■ **EXERCISE OBJECTIVE**
Where an entry contains a picture, omit the picture and repeat the rest exactly.
* * * * *
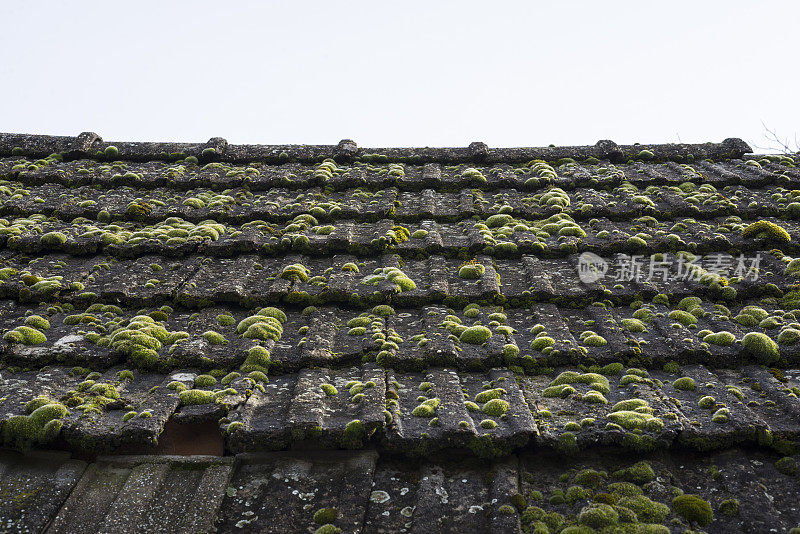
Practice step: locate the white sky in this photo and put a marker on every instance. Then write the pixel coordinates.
(402, 73)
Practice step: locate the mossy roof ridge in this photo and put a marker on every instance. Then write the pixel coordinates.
(89, 144)
(738, 490)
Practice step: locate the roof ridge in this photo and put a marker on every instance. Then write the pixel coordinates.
(91, 145)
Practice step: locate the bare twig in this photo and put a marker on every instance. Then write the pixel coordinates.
(776, 143)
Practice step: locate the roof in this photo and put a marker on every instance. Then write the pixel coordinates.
(396, 339)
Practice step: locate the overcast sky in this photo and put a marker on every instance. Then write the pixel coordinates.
(402, 73)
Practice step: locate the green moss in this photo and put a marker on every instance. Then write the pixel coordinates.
(767, 230)
(598, 516)
(329, 389)
(761, 347)
(786, 465)
(693, 509)
(475, 335)
(685, 383)
(495, 407)
(214, 338)
(204, 381)
(471, 271)
(192, 397)
(225, 320)
(25, 335)
(38, 322)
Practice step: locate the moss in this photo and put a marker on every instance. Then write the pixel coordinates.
(638, 473)
(495, 407)
(225, 320)
(761, 347)
(598, 516)
(38, 322)
(541, 343)
(685, 383)
(192, 397)
(471, 271)
(203, 381)
(693, 509)
(214, 338)
(475, 335)
(329, 389)
(25, 335)
(786, 465)
(729, 507)
(767, 230)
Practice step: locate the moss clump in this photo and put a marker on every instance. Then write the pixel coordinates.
(495, 407)
(41, 426)
(786, 465)
(193, 397)
(475, 335)
(258, 359)
(324, 516)
(598, 516)
(204, 381)
(225, 319)
(685, 383)
(53, 239)
(25, 335)
(761, 347)
(329, 389)
(693, 509)
(767, 230)
(471, 271)
(38, 322)
(214, 338)
(638, 473)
* * * * *
■ **EXERCISE OUTPUT**
Practice step: locate the white sky in this photo and put a marker on every instance. Then write the pixel coordinates.
(402, 73)
Practice step: locate the mossy roof ridge in this photo and put a marker on every instance. Then write the pixel coordinates.
(89, 144)
(738, 490)
Practice step: locate the roof ridge in this photo and put a marker on every instance. Then write the pixel coordinates.
(91, 145)
Practice step: locate the bare twig in this photo and put a marker on every instance. Then write the pixel coordinates.
(776, 143)
Practice step: locate the roof in this photo and put a marker on every instance. Then write the pixel coordinates.
(396, 339)
Practice step: locate the overcast sky in this photo and put a marker on every instance. Then write the pixel coordinates.
(402, 73)
Practice step: locate the green moss in this photo and put a marker on every instance. Then write the pixel coordinates.
(767, 230)
(598, 516)
(329, 389)
(761, 347)
(786, 465)
(693, 509)
(475, 335)
(685, 383)
(495, 407)
(214, 338)
(204, 381)
(471, 271)
(192, 397)
(225, 320)
(25, 335)
(38, 322)
Practice step: locate the moss in this photo and put a marker on every instance. Then write the pixel coordinates.
(638, 473)
(495, 407)
(225, 320)
(761, 347)
(598, 516)
(38, 322)
(541, 343)
(685, 383)
(192, 397)
(471, 271)
(203, 381)
(693, 509)
(214, 338)
(475, 335)
(329, 389)
(25, 335)
(786, 465)
(729, 507)
(767, 230)
Practice step: locate the moss clump in this photo and put a marker on every instance. Then write the pixel coordinates.
(495, 407)
(41, 426)
(786, 465)
(193, 397)
(475, 335)
(258, 359)
(324, 516)
(598, 516)
(204, 381)
(225, 319)
(685, 383)
(53, 239)
(25, 335)
(761, 347)
(329, 389)
(693, 509)
(767, 230)
(471, 271)
(38, 322)
(214, 338)
(638, 473)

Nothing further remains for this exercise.